Task: Repeat the material below exactly, line for line.

Exercise data:
===

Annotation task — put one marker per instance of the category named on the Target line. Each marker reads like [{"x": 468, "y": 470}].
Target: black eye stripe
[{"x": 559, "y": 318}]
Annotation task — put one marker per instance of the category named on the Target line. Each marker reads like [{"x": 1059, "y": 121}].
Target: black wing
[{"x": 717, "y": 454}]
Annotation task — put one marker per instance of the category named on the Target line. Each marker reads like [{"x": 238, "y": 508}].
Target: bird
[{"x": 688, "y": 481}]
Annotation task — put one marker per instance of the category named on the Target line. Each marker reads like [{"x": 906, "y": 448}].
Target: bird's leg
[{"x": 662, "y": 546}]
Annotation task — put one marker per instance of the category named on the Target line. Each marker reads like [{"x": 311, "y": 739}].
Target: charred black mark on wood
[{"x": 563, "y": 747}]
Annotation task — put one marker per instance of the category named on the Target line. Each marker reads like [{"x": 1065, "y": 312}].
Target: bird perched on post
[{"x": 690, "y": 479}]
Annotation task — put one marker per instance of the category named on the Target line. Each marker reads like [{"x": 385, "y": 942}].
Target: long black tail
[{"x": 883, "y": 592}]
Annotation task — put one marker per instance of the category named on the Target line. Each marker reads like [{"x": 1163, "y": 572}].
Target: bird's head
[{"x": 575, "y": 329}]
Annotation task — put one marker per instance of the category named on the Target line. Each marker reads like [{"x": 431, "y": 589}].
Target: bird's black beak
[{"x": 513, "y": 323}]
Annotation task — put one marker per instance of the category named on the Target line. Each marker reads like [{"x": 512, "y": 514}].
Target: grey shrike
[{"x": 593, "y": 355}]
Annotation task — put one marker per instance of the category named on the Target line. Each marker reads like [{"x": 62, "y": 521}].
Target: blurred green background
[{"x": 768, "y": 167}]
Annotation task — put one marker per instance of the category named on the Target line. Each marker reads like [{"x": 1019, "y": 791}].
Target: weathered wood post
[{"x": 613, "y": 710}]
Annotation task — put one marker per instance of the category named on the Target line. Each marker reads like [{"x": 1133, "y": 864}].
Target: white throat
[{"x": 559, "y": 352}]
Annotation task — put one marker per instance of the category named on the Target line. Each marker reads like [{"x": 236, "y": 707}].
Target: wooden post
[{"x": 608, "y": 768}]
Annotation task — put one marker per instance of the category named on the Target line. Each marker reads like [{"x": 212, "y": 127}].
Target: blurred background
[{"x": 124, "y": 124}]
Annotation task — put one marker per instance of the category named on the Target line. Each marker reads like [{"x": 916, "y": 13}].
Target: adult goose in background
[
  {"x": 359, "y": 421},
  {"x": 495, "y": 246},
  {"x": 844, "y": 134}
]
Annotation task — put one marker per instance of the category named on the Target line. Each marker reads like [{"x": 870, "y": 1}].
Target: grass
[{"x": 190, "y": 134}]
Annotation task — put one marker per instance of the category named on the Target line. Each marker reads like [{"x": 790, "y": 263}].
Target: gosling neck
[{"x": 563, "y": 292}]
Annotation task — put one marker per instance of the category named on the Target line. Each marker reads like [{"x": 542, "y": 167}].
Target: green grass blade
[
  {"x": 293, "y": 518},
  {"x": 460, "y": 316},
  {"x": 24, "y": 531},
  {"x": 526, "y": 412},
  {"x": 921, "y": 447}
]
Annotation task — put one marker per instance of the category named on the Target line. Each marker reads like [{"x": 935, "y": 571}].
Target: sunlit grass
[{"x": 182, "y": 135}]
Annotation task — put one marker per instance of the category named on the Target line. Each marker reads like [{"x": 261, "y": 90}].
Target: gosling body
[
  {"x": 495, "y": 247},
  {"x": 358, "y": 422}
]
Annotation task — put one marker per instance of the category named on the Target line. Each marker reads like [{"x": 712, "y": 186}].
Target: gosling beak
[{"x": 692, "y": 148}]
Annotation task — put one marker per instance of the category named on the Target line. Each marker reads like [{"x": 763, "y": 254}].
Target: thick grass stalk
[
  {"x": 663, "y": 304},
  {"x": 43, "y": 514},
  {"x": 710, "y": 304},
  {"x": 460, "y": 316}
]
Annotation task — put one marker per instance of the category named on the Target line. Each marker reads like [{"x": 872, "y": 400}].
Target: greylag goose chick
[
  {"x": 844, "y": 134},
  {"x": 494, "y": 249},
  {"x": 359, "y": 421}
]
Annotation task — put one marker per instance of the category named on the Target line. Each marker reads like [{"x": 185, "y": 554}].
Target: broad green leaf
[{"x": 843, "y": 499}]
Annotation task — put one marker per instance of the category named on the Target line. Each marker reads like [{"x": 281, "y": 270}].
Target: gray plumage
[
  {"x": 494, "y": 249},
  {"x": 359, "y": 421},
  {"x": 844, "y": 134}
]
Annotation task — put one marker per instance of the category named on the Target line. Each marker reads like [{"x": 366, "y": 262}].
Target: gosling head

===

Your response:
Annotation task — put one marker per instance of the category named on the Target line. Each marker reads like [{"x": 468, "y": 470}].
Target: black eye stripe
[{"x": 559, "y": 318}]
Annotation task — put one marker per instance of the category named on the Target line. Each marker reads like [{"x": 1059, "y": 121}].
Target: black wing
[{"x": 717, "y": 454}]
Annotation task — put one marker per instance of the category named on the Target line. Each marker reads like [{"x": 238, "y": 508}].
Target: bird
[{"x": 688, "y": 481}]
Annotation task — put one marker per instance of the category named on the Target line. Each marker reads like [{"x": 906, "y": 448}].
Target: bird's leg
[{"x": 662, "y": 546}]
Annotation task — put one marker per instance of the category named on the Target line. Each marker reads like [{"x": 311, "y": 739}].
Target: charred black mark on wood
[{"x": 563, "y": 747}]
Annotation task — put one marker per instance of the category named on the Target line. Each marker reads like [{"x": 1065, "y": 312}].
Target: bird perched on post
[{"x": 690, "y": 479}]
Annotation task — put one marker per instance of the category named on the Target line. Each marker reads like [{"x": 385, "y": 942}].
Target: long black tail
[{"x": 883, "y": 592}]
Annotation task — put one marker per instance of the category named on the Target line. Each marker reads like [{"x": 1163, "y": 572}].
Target: bird's head
[{"x": 575, "y": 329}]
Annotation task — put one marker per instance of the category named on the Target line. Each marker reads like [{"x": 431, "y": 589}].
Target: bird's black beak
[{"x": 513, "y": 323}]
Annotation task — put one marker per instance of the category named on the Target line. Each marker reads like [{"x": 512, "y": 514}].
Target: grey shrike
[{"x": 593, "y": 355}]
Annotation task — put one marker per instance of the category named on the Target line. Each marker reads like [{"x": 62, "y": 521}].
Target: blurred green background
[{"x": 768, "y": 167}]
Annotation task — put one marker per instance of the category named on the Target line. Each marker reads like [{"x": 1019, "y": 791}].
Target: weathered wood post
[{"x": 613, "y": 710}]
Annotation task — put one marker per instance of the category named on the Target line. Each marker reads like [{"x": 1133, "y": 864}].
Target: white throat
[{"x": 559, "y": 352}]
Annotation task — put one marker per instance of the category named on the Target line. Each marker reads like [{"x": 236, "y": 707}].
Target: wooden post
[{"x": 608, "y": 768}]
Annotation task — put one marker per instance of the category named on the Target line. Each marker reads like [{"x": 212, "y": 127}].
Target: blurred background
[{"x": 124, "y": 124}]
Annotation task — put one marker per instance of the category named on the Target line. Each marker reads like [{"x": 916, "y": 13}].
Target: adult goose in background
[
  {"x": 359, "y": 421},
  {"x": 495, "y": 246},
  {"x": 844, "y": 134}
]
Annotation task — put one marker per instance of the category named on the Target line. Each marker reads like [{"x": 870, "y": 1}].
Target: grass
[{"x": 190, "y": 134}]
Annotation task — put one marker per instance of the category named on the Target line. Each marker reads like [{"x": 790, "y": 263}].
Target: gosling neck
[{"x": 563, "y": 292}]
Annotation task — put one marker per instance of the category named on the Target line. Each marker reads like [{"x": 542, "y": 167}].
Target: green grass blade
[
  {"x": 293, "y": 518},
  {"x": 460, "y": 316},
  {"x": 24, "y": 531},
  {"x": 526, "y": 412},
  {"x": 921, "y": 447}
]
Annotation task — put one marker per instance of the category named on the Target line. Each marker reads like [{"x": 935, "y": 571}].
Target: sunlit grass
[{"x": 182, "y": 135}]
Annotation task — put one marker per instance of the category named on the Target line. Each marker reads like [{"x": 261, "y": 90}].
Target: gosling body
[
  {"x": 495, "y": 247},
  {"x": 358, "y": 422}
]
Annotation task — put one marker per instance of the category named on the Target line. Each marker reads like [{"x": 712, "y": 186}].
Target: gosling beak
[{"x": 692, "y": 148}]
Annotation task — put one marker per instance of the category named on the Target line. Each marker reads like [{"x": 763, "y": 254}].
Target: thick grass stalk
[
  {"x": 663, "y": 304},
  {"x": 43, "y": 514},
  {"x": 710, "y": 304},
  {"x": 460, "y": 316}
]
Annotation task — put one marker per instance of the category named on the Target line. Each marker reads like [{"x": 872, "y": 400}].
Target: greylag goose chick
[
  {"x": 844, "y": 134},
  {"x": 494, "y": 249},
  {"x": 359, "y": 421}
]
Annotation task — put one marker per instance of the category named on the Target line. Each marker reads like [{"x": 185, "y": 554}].
Target: broad green leaf
[{"x": 843, "y": 499}]
Annotation task — put one marker per instance of the category named on the Target line. Each marker reads like [{"x": 281, "y": 270}].
Target: gray plumage
[
  {"x": 494, "y": 249},
  {"x": 359, "y": 421},
  {"x": 844, "y": 134}
]
Annotation task — put one marker per instance of the category named on the Target line. Each marker reads like [{"x": 366, "y": 262}].
Target: gosling head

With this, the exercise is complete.